▸ **DATA FOR ANALYSIS**:
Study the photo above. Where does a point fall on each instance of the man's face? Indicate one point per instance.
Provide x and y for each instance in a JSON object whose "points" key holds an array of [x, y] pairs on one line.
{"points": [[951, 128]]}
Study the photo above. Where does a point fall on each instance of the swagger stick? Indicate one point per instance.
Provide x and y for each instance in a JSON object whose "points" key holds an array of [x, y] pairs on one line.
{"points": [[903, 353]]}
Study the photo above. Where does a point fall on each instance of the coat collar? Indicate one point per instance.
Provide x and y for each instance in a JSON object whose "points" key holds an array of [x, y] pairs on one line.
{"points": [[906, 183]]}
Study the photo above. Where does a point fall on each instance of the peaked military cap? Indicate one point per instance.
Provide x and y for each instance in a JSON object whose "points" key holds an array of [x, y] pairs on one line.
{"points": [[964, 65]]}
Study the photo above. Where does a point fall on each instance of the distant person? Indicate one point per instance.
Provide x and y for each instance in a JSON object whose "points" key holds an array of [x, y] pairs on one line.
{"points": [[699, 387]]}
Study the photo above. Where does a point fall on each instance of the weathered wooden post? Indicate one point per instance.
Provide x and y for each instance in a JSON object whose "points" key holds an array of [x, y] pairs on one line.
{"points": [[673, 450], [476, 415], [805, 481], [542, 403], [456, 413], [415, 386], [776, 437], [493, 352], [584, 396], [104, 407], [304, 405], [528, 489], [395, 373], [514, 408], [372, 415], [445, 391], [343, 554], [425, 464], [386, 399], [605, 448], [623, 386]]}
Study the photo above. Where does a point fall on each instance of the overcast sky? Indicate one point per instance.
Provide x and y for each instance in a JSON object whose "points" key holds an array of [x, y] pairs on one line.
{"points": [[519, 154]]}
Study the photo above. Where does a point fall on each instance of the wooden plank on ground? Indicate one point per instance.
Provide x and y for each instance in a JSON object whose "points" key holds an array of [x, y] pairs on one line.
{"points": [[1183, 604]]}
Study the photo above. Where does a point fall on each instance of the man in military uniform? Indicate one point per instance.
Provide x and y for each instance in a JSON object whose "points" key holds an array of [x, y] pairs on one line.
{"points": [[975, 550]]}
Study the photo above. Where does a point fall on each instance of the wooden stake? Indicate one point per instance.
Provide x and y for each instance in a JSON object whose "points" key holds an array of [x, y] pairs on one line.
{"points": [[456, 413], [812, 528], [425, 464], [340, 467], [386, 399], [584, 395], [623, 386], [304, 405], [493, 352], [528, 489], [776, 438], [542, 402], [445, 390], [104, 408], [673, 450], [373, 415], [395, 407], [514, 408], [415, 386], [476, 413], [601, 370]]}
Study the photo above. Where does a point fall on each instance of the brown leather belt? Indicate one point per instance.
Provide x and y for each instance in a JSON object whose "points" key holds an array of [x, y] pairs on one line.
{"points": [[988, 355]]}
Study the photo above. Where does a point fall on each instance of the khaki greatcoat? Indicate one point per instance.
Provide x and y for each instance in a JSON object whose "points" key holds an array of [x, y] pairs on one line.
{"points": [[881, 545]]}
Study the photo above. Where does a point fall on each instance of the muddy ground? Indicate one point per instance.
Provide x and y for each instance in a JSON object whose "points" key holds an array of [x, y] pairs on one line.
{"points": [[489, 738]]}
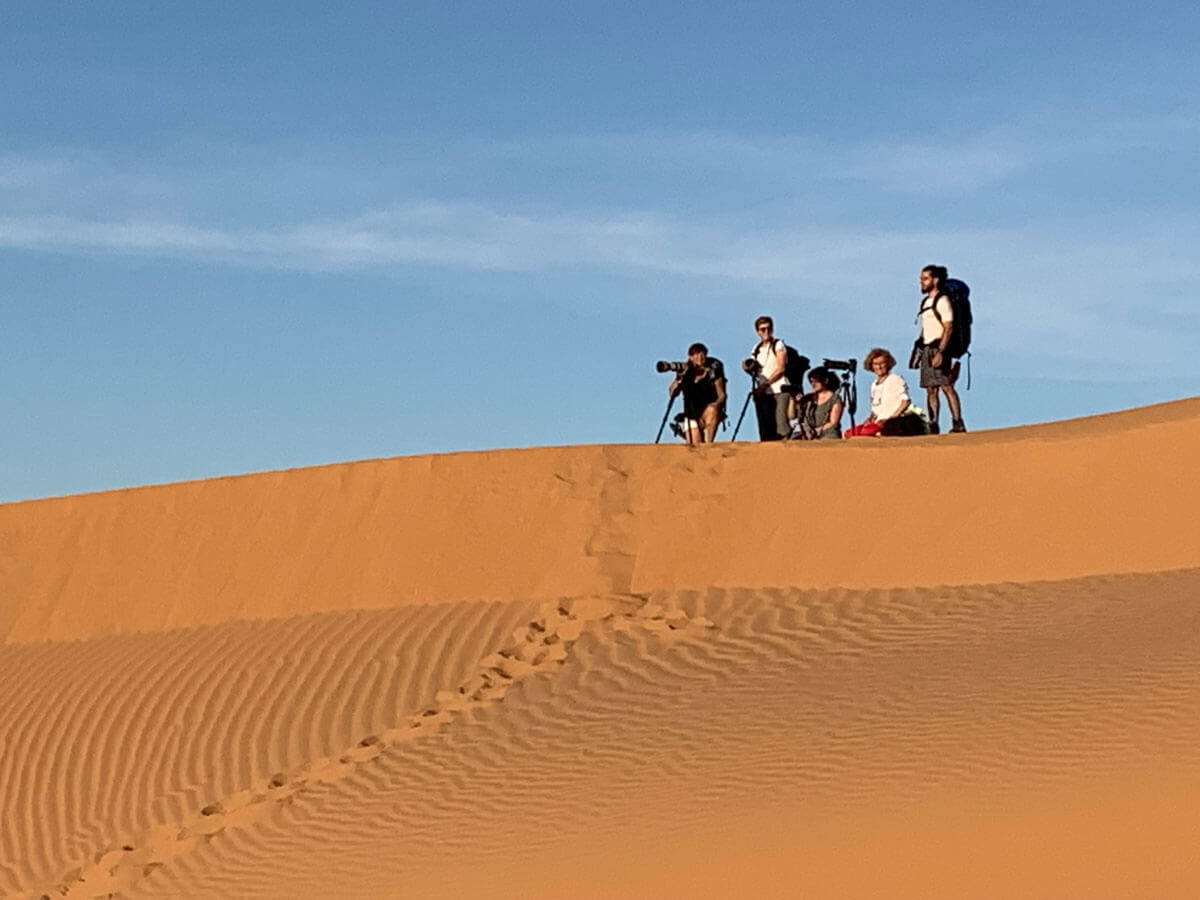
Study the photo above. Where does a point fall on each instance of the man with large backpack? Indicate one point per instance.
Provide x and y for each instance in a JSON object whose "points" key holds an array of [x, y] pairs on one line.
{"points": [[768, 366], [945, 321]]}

==

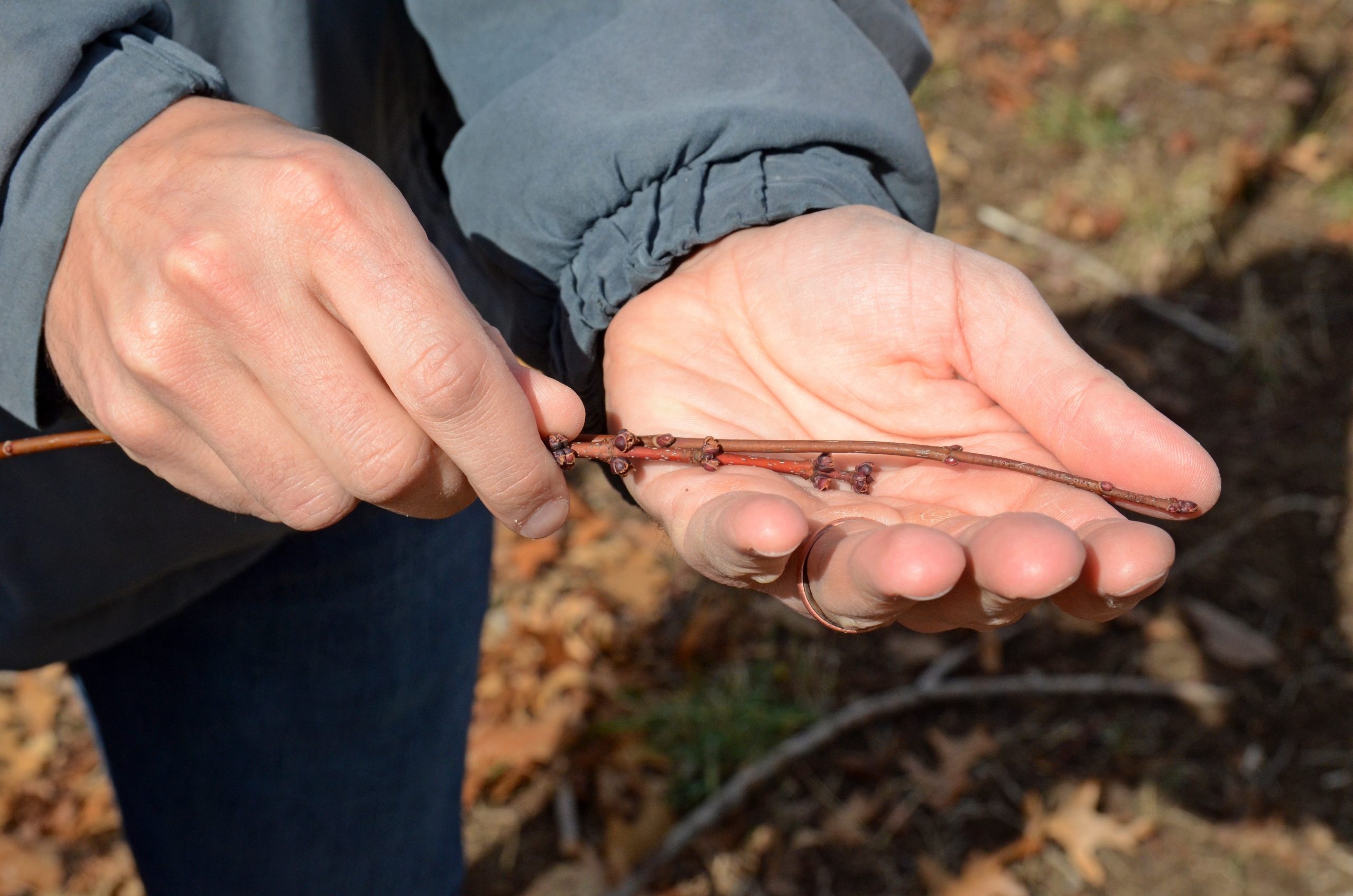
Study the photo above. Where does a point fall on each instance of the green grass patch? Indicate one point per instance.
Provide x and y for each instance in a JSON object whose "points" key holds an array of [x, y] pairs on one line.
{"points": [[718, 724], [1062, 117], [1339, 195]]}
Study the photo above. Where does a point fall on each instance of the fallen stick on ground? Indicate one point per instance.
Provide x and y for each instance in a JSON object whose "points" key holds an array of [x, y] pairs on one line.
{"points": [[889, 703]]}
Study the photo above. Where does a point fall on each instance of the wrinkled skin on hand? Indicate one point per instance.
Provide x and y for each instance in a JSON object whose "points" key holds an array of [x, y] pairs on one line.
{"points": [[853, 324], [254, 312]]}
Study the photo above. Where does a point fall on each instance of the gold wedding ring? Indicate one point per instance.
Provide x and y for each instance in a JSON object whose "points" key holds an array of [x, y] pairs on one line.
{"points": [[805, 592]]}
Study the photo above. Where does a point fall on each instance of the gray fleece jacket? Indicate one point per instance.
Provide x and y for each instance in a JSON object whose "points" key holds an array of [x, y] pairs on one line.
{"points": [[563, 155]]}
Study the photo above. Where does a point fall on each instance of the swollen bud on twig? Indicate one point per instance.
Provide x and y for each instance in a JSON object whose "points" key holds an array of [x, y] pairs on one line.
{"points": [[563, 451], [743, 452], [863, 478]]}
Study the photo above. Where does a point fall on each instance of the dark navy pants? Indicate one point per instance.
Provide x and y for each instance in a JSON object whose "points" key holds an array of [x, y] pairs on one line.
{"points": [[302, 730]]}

▸ **TASK DIRECTIONS**: Please output the lines of the listing above that fall in the stretch from the one with "face? Indicate one point per instance." through the one with "stick? Indicate one point per instance.", exactly and only those.

▸ **THE COMPLETED TASK**:
Study the photo above. Where does a point fall on each instance of the man's face? Indicate one point per instance.
Provide x and y for each instance in a JSON object whose "points" key holds an array of [x, y] pairs on one line.
{"points": [[951, 128]]}
Study the photo above. Where does a point fall on each instance of the swagger stick? Indicate one point per instance.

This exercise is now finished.